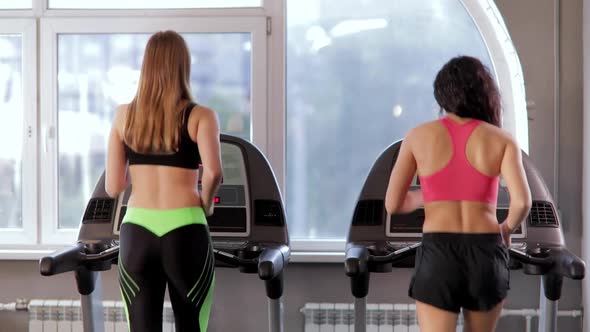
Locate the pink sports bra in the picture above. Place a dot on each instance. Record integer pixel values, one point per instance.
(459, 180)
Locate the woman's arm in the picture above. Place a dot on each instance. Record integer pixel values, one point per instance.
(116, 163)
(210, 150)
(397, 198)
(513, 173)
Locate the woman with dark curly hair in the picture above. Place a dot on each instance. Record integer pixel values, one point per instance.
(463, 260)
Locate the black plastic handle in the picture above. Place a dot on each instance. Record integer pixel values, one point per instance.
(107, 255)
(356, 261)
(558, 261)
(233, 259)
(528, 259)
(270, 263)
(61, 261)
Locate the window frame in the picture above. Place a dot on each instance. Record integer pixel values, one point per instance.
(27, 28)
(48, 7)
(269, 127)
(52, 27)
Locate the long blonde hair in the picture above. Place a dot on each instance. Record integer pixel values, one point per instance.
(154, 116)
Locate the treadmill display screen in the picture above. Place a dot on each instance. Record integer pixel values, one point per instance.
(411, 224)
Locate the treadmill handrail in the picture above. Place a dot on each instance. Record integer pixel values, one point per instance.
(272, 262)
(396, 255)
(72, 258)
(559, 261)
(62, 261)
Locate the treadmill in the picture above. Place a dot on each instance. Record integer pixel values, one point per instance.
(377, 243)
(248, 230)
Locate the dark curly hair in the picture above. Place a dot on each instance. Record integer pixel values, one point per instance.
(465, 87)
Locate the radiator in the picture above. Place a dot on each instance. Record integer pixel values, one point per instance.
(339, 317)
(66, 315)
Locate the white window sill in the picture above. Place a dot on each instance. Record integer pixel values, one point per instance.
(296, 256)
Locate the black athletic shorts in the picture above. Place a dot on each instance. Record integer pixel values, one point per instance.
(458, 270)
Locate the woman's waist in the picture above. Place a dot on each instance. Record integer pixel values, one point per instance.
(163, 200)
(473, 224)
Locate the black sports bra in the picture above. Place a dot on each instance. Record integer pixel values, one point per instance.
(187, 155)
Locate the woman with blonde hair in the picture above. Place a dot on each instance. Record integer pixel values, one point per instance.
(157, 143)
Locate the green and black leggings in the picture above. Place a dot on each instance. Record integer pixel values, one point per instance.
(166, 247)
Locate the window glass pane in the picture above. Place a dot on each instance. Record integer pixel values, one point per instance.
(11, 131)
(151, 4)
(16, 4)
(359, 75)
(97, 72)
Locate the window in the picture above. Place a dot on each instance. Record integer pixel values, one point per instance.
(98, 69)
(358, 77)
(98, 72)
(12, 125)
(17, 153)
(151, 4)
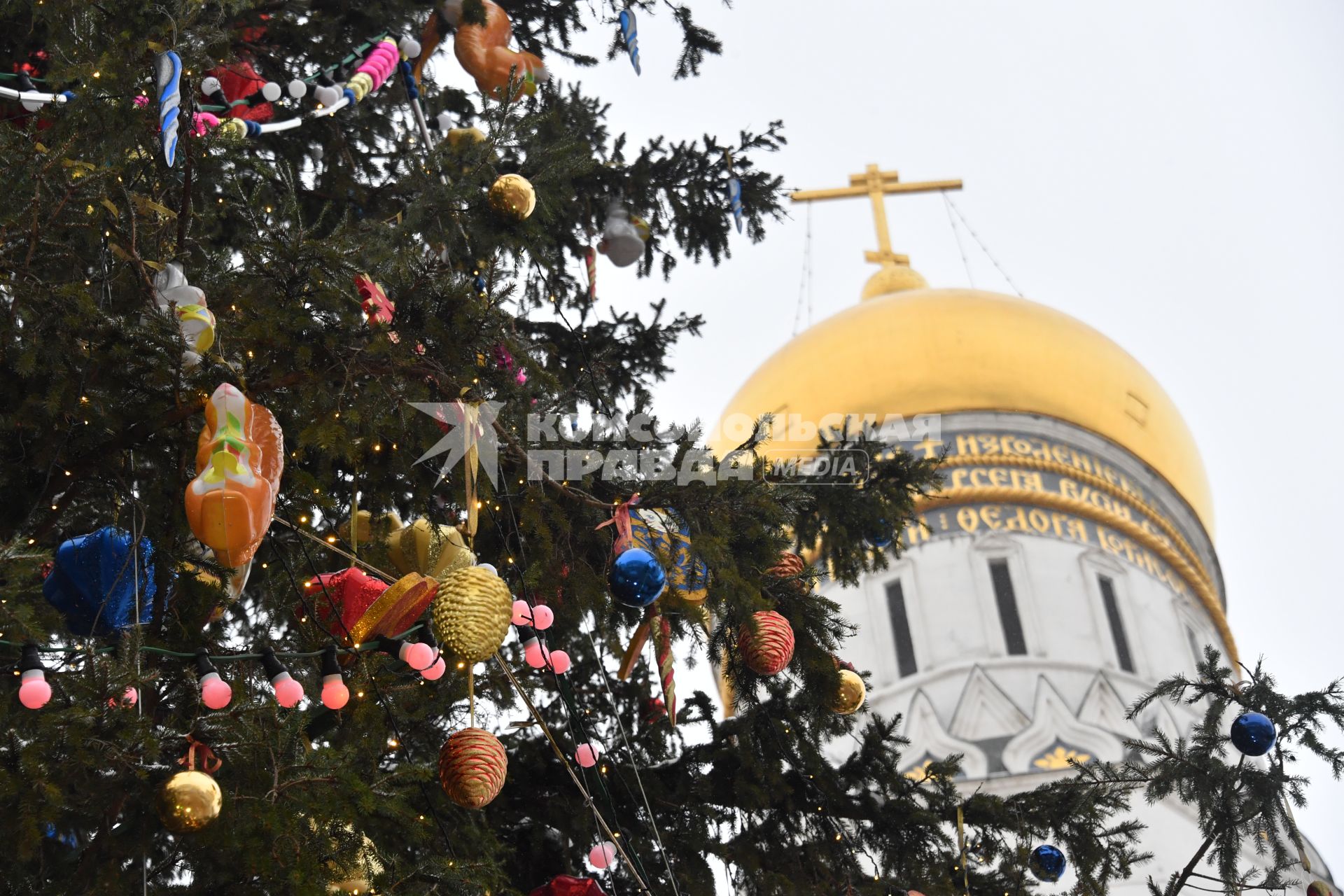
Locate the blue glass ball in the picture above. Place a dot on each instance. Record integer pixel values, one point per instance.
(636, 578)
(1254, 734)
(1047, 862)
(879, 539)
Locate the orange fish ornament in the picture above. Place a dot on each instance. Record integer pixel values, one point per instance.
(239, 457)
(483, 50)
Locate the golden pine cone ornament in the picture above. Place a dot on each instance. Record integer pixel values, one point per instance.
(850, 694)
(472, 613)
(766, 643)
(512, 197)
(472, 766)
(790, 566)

◆ ◆ ◆ ◆ ◆ ◆ ◆

- [Task instructions] Repeat the lines of the records verbatim, starting at the line containing "Locate the woman's waist" and stopping after the final line. Images stay out.

- [Answer to this problem]
Locate the woman's waist in the picture above. Place a dot on each instance. Record integer pixel values, one point per instance.
(163, 200)
(473, 224)
Locate the black sports bra in the picture above. Place a dot on each instance. Record integer pixel values, one point per instance.
(187, 155)
Locate the woman with blonde hair in the picture above. Place a dot on each instance. Record integer pixel values, one point per instance.
(157, 143)
Locate the green and black leggings in the picture above. Place a dot on each instance. Record integer pixel values, one point per instance.
(166, 247)
Locate the window glass pane in the picture above. Place a dot on each instance. Record integer pixel values, one point per instance.
(11, 131)
(151, 4)
(16, 4)
(359, 75)
(97, 72)
Locate the window in the picture above. Place a dot on each instance. Record integer pixel values, one point per instance.
(98, 69)
(358, 77)
(98, 72)
(12, 125)
(17, 153)
(151, 4)
Locate the blue glass ball in the picture above. Place a dot on each instance. Record integer pixel values, one point per instance.
(636, 578)
(1254, 734)
(1047, 862)
(879, 539)
Locate the orange fish ornament in the picture above. Place a dot on each instance. Record integer pixel values, one point per instance.
(239, 457)
(483, 50)
Locate the golden pine cone ornament in the picture above. Place a dot on each instance. Record integer pixel values, one point per instance.
(850, 694)
(472, 613)
(766, 643)
(512, 197)
(472, 766)
(790, 566)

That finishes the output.